Can you copy out all of the material below word for word, leaving out the pictures?

• _RECORDS FOR THE TASK_:
"""

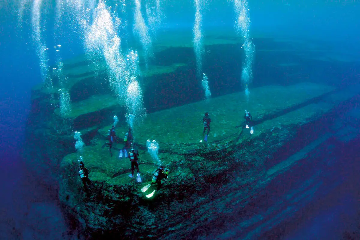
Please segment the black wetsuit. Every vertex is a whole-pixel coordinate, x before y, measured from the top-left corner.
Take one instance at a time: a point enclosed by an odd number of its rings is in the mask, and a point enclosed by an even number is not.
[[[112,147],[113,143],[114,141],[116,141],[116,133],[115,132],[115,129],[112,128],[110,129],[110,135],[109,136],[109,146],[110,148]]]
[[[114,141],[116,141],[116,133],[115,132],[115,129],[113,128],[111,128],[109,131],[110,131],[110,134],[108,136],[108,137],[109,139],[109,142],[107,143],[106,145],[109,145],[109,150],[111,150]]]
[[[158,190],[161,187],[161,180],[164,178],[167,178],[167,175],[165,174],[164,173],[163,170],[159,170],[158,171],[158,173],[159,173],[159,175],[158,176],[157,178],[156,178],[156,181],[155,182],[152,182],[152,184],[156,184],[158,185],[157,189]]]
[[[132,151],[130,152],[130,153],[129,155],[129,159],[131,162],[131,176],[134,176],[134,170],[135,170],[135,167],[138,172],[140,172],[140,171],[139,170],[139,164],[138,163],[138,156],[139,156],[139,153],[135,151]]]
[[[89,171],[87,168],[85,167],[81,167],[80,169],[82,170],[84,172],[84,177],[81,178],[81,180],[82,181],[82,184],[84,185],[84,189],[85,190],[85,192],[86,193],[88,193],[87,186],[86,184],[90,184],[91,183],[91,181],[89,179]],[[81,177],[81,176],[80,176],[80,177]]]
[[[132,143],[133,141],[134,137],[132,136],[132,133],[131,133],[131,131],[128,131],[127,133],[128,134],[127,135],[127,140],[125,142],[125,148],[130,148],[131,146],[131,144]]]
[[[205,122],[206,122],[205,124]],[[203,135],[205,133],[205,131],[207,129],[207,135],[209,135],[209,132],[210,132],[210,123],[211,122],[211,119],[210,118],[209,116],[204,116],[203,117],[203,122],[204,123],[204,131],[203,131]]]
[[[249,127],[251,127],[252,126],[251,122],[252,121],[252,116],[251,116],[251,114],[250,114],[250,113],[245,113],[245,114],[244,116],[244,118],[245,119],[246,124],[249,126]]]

"""

• _RESULT_:
Please segment the black wetsuit. Every vertex is a whole-pixel coordinate, x before y, measured from the top-left corner.
Take one instance at a time: a point enclosed by an odd number of its rings is in the mask, and a point enclosed by an even number is not.
[[[112,147],[113,143],[114,141],[116,141],[116,133],[115,132],[115,129],[112,128],[110,129],[110,135],[109,136],[109,146],[110,148]]]
[[[114,141],[116,141],[116,133],[115,132],[115,129],[113,128],[111,128],[109,131],[110,131],[110,134],[108,136],[108,137],[109,139],[109,142],[107,143],[106,145],[109,145],[109,150],[111,150]]]
[[[158,190],[161,187],[161,180],[164,178],[167,178],[167,175],[165,174],[164,173],[163,170],[159,170],[158,171],[158,173],[159,173],[159,175],[158,176],[157,178],[156,178],[156,181],[155,182],[152,182],[152,184],[156,184],[158,185],[157,189]]]
[[[132,151],[130,152],[130,153],[129,155],[129,159],[131,162],[131,176],[134,176],[134,170],[135,170],[135,167],[138,172],[140,172],[140,171],[139,170],[139,164],[138,163],[138,156],[139,156],[139,153],[135,151]]]
[[[89,171],[87,168],[85,167],[81,167],[80,169],[82,170],[84,172],[84,177],[81,178],[81,180],[82,181],[82,184],[84,185],[84,189],[85,190],[85,192],[86,193],[88,193],[87,186],[86,184],[90,184],[91,183],[91,181],[89,179]],[[81,177],[81,176],[80,176],[80,177]]]
[[[132,143],[133,141],[134,137],[132,136],[132,133],[131,133],[131,131],[128,131],[127,133],[128,134],[127,135],[127,140],[125,142],[125,148],[130,148],[131,146],[131,144]]]
[[[205,122],[206,122],[205,124]],[[203,135],[205,133],[205,131],[207,129],[207,135],[209,135],[209,132],[210,132],[210,123],[211,122],[211,119],[210,118],[209,116],[204,116],[203,117],[203,122],[204,123],[204,131],[203,131]]]
[[[249,127],[251,127],[252,126],[251,122],[252,121],[252,116],[251,116],[251,114],[250,114],[250,113],[245,113],[245,114],[244,116],[244,118],[245,119],[246,124],[249,126]]]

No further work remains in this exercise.